::: Data for this exercise

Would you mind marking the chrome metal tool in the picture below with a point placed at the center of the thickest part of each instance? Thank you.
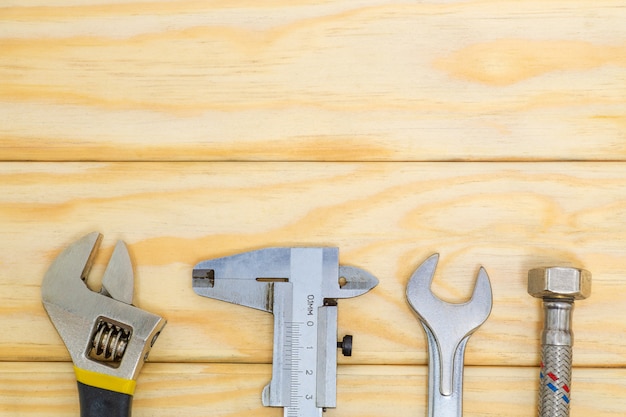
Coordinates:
(300, 286)
(448, 328)
(107, 338)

::::::

Given request:
Copy the lines above word for word, leaving out the pictures.

Response to this exercise:
Would you mind marking the chrome metal tool in the picture below with a point placed at the center of the thickest part of each instance? Thank you.
Coordinates:
(300, 286)
(448, 328)
(107, 338)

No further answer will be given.